Description of the task. Express the material below as a JSON list of strings, one string per line, from the line containing "[locate] pile of" through the end of the material, with blank lines left out.
-=-=-=-=-
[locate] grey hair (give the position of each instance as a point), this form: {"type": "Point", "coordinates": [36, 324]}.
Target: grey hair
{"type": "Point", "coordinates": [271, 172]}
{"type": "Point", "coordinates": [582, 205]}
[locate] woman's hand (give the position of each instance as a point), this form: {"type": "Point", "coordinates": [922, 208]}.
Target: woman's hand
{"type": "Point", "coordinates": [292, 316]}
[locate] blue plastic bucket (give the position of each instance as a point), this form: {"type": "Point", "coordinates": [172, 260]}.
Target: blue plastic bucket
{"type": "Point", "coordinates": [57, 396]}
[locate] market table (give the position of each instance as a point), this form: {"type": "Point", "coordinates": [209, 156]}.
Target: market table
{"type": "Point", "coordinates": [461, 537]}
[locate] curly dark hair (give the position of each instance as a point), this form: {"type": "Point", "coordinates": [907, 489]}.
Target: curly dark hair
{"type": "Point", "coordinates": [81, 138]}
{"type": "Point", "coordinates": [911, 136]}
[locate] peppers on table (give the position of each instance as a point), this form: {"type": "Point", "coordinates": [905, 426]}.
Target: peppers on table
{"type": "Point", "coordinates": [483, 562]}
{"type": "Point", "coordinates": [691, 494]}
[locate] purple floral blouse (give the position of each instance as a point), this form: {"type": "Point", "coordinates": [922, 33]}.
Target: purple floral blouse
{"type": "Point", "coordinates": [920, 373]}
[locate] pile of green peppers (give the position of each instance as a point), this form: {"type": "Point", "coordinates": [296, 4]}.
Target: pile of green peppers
-=-=-=-=-
Finished answer.
[
  "[locate] pile of green peppers (give the position of each instance as a point), this form: {\"type\": \"Point\", \"coordinates\": [296, 4]}.",
  "Target: pile of green peppers"
]